*RECORDS TO PROCESS:*
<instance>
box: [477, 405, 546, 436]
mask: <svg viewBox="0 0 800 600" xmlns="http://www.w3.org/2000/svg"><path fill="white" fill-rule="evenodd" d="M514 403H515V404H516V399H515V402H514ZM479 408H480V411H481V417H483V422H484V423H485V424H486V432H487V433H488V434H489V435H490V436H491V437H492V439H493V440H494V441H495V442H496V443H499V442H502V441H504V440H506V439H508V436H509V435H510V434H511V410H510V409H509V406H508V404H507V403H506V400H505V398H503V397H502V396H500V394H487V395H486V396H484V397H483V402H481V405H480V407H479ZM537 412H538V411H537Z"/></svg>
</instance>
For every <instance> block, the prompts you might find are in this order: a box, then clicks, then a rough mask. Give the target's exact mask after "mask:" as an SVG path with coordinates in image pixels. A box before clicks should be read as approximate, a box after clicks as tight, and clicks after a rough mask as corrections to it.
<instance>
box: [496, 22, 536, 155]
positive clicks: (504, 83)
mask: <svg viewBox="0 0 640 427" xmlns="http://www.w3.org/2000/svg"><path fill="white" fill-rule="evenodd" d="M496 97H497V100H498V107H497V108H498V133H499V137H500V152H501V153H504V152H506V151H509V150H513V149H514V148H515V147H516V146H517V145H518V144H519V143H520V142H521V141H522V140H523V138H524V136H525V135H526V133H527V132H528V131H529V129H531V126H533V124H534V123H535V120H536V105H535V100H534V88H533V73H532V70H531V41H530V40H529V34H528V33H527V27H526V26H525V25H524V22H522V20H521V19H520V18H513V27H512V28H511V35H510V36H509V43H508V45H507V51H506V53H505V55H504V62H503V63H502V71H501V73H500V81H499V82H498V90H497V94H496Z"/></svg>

*WORK REQUIRED:*
Every entry should be output again exactly as written.

*COMPLETED EXERCISE:*
<instance>
box: [477, 405, 546, 436]
mask: <svg viewBox="0 0 800 600" xmlns="http://www.w3.org/2000/svg"><path fill="white" fill-rule="evenodd" d="M514 403H515V404H516V399H515V402H514ZM479 408H480V411H481V417H483V422H484V423H485V424H486V432H487V433H488V434H489V435H490V436H491V437H492V439H493V440H494V441H495V442H496V443H499V442H502V441H504V440H506V439H508V436H509V435H510V434H511V410H510V409H509V406H508V404H507V403H506V400H505V398H503V397H502V396H500V394H487V395H486V396H484V397H483V402H481V405H480V407H479ZM537 412H538V411H537Z"/></svg>
</instance>
For every <instance> block, the prompts you might find are in this order: a box, then clicks, then a rough mask. Give the target's exact mask after "mask:" as an SVG path with coordinates in image pixels. A box before clicks should be read as approximate, a box after clicks as tight, and clicks after a rough mask as corrections to it.
<instance>
box: [496, 22, 536, 155]
positive clicks: (504, 83)
mask: <svg viewBox="0 0 640 427" xmlns="http://www.w3.org/2000/svg"><path fill="white" fill-rule="evenodd" d="M496 97H497V100H498V107H497V108H498V133H499V137H500V152H501V153H504V152H506V151H509V150H513V149H514V148H515V147H516V146H517V145H518V144H519V143H520V142H521V141H522V140H523V138H524V136H525V135H526V133H527V132H528V131H529V129H531V126H533V124H534V123H535V120H536V105H535V100H534V88H533V73H532V70H531V41H530V40H529V34H528V33H527V27H526V26H525V25H524V22H522V20H521V19H520V18H513V27H512V28H511V35H510V36H509V43H508V45H507V51H506V53H505V55H504V62H503V63H502V71H501V73H500V81H499V82H498V90H497V94H496Z"/></svg>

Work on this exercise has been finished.